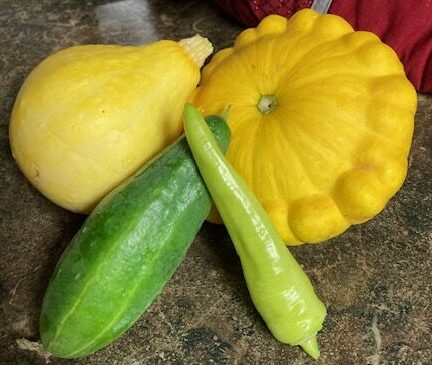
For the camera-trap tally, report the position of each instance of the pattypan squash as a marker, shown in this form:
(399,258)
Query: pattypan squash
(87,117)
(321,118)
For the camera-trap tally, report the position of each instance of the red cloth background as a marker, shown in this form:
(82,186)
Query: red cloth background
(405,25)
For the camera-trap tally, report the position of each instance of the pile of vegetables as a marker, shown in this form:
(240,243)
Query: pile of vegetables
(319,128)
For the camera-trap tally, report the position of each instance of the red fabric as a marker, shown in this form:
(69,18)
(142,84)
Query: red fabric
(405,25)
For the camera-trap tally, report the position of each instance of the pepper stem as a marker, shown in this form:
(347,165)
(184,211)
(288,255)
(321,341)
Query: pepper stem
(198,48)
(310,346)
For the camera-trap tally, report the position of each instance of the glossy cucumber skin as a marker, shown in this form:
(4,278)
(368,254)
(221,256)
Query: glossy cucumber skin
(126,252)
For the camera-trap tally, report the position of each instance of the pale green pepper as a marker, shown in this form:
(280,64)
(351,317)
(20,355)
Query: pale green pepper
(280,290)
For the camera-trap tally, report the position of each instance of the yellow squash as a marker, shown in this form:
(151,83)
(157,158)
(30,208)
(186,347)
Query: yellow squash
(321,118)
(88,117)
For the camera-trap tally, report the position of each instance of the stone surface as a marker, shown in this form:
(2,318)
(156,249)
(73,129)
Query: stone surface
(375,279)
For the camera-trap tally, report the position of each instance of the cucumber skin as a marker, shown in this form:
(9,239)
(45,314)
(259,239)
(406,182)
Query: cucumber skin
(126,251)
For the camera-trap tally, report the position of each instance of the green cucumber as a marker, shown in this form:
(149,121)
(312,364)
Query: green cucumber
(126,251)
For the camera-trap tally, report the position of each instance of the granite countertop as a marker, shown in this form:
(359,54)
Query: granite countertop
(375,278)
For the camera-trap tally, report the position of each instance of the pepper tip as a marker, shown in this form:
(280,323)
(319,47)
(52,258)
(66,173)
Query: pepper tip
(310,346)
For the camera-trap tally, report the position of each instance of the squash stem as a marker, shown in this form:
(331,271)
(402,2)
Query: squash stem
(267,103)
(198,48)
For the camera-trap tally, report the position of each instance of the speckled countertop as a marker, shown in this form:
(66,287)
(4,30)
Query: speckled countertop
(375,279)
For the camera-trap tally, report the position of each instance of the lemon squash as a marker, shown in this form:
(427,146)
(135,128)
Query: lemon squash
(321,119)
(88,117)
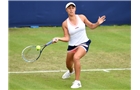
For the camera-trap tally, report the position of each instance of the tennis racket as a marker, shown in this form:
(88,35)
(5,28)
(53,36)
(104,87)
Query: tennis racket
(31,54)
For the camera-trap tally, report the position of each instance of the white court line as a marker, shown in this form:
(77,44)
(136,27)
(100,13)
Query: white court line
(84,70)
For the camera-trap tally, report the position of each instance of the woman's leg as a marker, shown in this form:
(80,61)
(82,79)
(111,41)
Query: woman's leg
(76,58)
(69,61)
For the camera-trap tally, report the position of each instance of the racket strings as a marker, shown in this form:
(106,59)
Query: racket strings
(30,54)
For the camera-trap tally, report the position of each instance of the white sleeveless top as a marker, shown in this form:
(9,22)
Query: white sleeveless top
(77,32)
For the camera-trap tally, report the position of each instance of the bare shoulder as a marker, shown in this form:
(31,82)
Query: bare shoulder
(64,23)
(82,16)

---------------

The range begins at the line containing "the white sleeveless" and ends at the last line of the entries; reproduce it exactly.

For the camera-trap tally, report the position of each instance of the white sleeveless top as a marker, shown in this form:
(9,22)
Query: white sleeveless top
(77,32)
For the camera-trap tally, report the position of each instance of the bare shoulder as a marker, shown in this form:
(31,82)
Query: bare shoulder
(64,23)
(82,16)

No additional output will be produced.